:: What you are asked to do ::
Rename "Speed drill" to "Timed drill" everywhere in the rows below and write them all out again with nothing else changed. Omit the pictures.

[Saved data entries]
----

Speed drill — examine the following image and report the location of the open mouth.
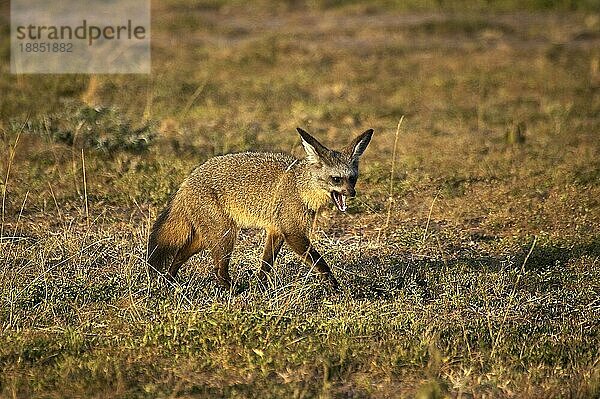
[331,191,348,212]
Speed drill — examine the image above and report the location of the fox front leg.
[258,231,283,284]
[285,233,339,290]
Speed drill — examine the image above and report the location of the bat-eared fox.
[148,128,373,289]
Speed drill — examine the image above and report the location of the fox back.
[148,129,373,286]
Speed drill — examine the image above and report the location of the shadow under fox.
[148,128,373,288]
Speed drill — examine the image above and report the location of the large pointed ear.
[344,129,373,160]
[296,127,329,164]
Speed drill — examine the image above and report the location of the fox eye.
[331,176,342,185]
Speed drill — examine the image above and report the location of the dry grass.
[0,0,600,398]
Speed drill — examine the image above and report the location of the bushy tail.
[148,203,190,273]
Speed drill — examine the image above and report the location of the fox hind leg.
[168,233,202,278]
[210,223,237,289]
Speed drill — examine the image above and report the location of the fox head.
[296,128,373,212]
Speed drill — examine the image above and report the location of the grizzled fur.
[148,128,373,288]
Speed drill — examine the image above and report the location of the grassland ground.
[0,0,600,398]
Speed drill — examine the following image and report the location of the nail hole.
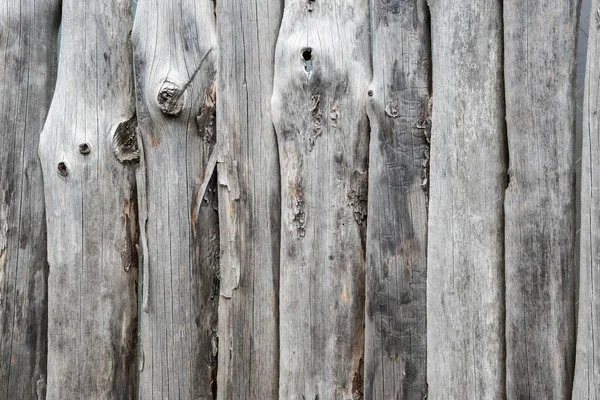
[79,142,92,156]
[57,161,69,176]
[302,47,313,72]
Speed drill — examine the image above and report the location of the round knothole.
[79,142,92,156]
[56,161,69,176]
[302,47,312,61]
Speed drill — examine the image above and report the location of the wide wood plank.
[0,0,60,399]
[39,0,138,399]
[217,0,283,399]
[504,0,580,399]
[272,0,371,399]
[427,0,506,399]
[133,0,219,399]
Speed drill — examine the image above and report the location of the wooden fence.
[0,0,600,400]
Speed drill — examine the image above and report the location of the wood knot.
[111,114,140,162]
[56,161,69,177]
[156,80,186,117]
[79,142,92,156]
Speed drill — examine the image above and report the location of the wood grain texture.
[0,0,60,399]
[39,0,138,399]
[572,0,600,400]
[427,0,506,399]
[365,0,431,400]
[133,0,219,399]
[504,0,579,399]
[272,0,371,399]
[217,0,283,399]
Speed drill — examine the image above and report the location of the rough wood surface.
[504,0,579,399]
[133,0,219,399]
[217,0,283,399]
[365,0,431,400]
[0,0,60,399]
[272,0,371,399]
[427,0,506,399]
[39,0,138,399]
[572,0,600,400]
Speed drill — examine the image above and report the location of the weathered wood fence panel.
[272,0,371,399]
[365,0,431,399]
[217,0,283,399]
[504,0,579,399]
[39,0,138,399]
[427,0,506,399]
[0,0,600,400]
[573,0,600,400]
[0,0,60,399]
[133,0,219,399]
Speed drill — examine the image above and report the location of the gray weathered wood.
[39,0,138,399]
[365,0,431,400]
[217,0,283,399]
[427,0,506,399]
[272,0,371,399]
[0,0,60,399]
[133,0,219,399]
[504,0,579,399]
[572,0,600,400]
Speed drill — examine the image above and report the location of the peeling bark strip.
[573,0,600,400]
[365,0,431,400]
[272,0,371,399]
[504,0,583,399]
[132,0,219,399]
[214,0,283,399]
[0,0,60,399]
[427,0,506,399]
[39,0,138,399]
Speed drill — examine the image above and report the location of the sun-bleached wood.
[0,0,60,399]
[504,0,583,399]
[217,0,283,399]
[365,0,431,400]
[39,0,138,399]
[427,0,506,400]
[272,0,371,399]
[133,0,219,399]
[572,0,600,400]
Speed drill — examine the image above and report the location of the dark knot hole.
[302,47,313,72]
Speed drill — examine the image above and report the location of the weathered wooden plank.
[365,0,431,400]
[572,0,600,400]
[272,0,371,399]
[0,0,60,399]
[133,0,219,399]
[39,0,138,399]
[217,0,283,399]
[504,0,579,399]
[427,0,506,399]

----

:: Written answer ::
Timed drill — examine the following image and report the location of the open mouth.
[331,191,348,212]
Timed drill — examine the image above and report the location of the fox front leg.
[258,231,283,284]
[285,233,339,290]
Timed drill — examine the image above and report the location of the bat-eared fox.
[148,128,373,289]
Timed drill — examine the image above and report the location of the fox back.
[148,129,373,286]
Timed drill — examine the image above and report the location of the shadow under fox.
[148,128,373,288]
Timed drill — examine the image above and report the location of the large pointed ear.
[344,129,373,160]
[296,127,329,164]
Timed drill — examine the image above and report the location of the fox eye.
[331,176,342,185]
Timed drill — examine the image above and report the location of the dry grass.
[0,0,600,398]
Timed drill — examine the image above and report the location of the bushy tail.
[148,203,190,273]
Timed drill — examine the image above and report the location of the fox hind leg.
[168,233,202,278]
[210,223,237,289]
Timed drill — examine the image above and report the location of the fox head.
[296,128,373,212]
Timed drill — examine the image above and report the location of the grizzled fur.
[148,128,373,288]
Timed drill — examine the image above and report the location of the grassland ground.
[0,0,600,398]
Timed drill — examine the following image and report the location of the nail hole.
[79,142,92,156]
[57,161,69,176]
[302,47,313,72]
Timed drill — examine the image above and report the location of the round knothole.
[79,142,92,156]
[56,161,69,176]
[302,47,312,61]
Timed drill — examine the image above and report the location of the wide wood plank.
[0,0,60,399]
[39,0,138,399]
[217,0,283,399]
[504,0,580,399]
[272,0,371,399]
[427,0,506,399]
[133,0,219,399]
Timed drill — examine the image above and report the location of the wooden fence.
[0,0,600,400]
Timed drill — examine the image above and report the location of the wood knot.
[111,114,140,162]
[56,161,69,177]
[156,80,186,117]
[79,142,92,156]
Timed drill — examine the image above and report the location of the wood grain texture.
[0,0,60,399]
[39,0,138,399]
[572,0,600,400]
[427,0,506,399]
[365,0,431,400]
[133,0,219,399]
[504,0,579,399]
[272,0,371,399]
[217,0,283,399]
Timed drill — examine the image above and report the location of the rough wood surface.
[504,0,579,399]
[133,0,219,399]
[217,0,283,399]
[365,0,431,400]
[0,0,60,399]
[272,0,371,399]
[427,0,506,399]
[39,0,138,399]
[572,0,600,400]
Timed drill — examine the image above and report the location of the weathered wood fence panel.
[272,0,371,399]
[365,0,431,399]
[217,0,283,399]
[504,0,579,399]
[39,0,138,399]
[427,0,506,399]
[0,0,600,400]
[573,0,600,400]
[0,0,60,399]
[133,0,219,399]
Timed drill — examine the image above and report the location of the gray weathered wood.
[39,0,138,399]
[365,0,431,400]
[217,0,283,399]
[427,0,506,399]
[272,0,371,399]
[0,0,60,399]
[133,0,219,399]
[504,0,579,399]
[572,0,600,400]
Timed drill — examine the image above and report the location of the peeling bark strip.
[573,0,600,400]
[365,0,431,400]
[272,0,371,399]
[504,0,583,399]
[132,0,219,399]
[214,0,283,399]
[0,0,60,399]
[427,0,506,399]
[39,0,138,399]
Timed drill — examine the image above and report the location of the sun-bleached wood.
[0,0,60,399]
[504,0,583,399]
[217,0,283,399]
[365,0,431,400]
[39,0,138,399]
[427,0,506,400]
[272,0,371,399]
[133,0,219,399]
[572,0,600,400]
Timed drill — examine the image above and report the location of the dark knot hole.
[302,47,313,72]
Timed drill — examine the image above and report the location of the weathered wooden plank.
[365,0,431,400]
[572,0,600,400]
[272,0,371,399]
[0,0,60,399]
[133,0,219,399]
[39,0,138,399]
[217,0,283,399]
[504,0,579,399]
[427,0,506,399]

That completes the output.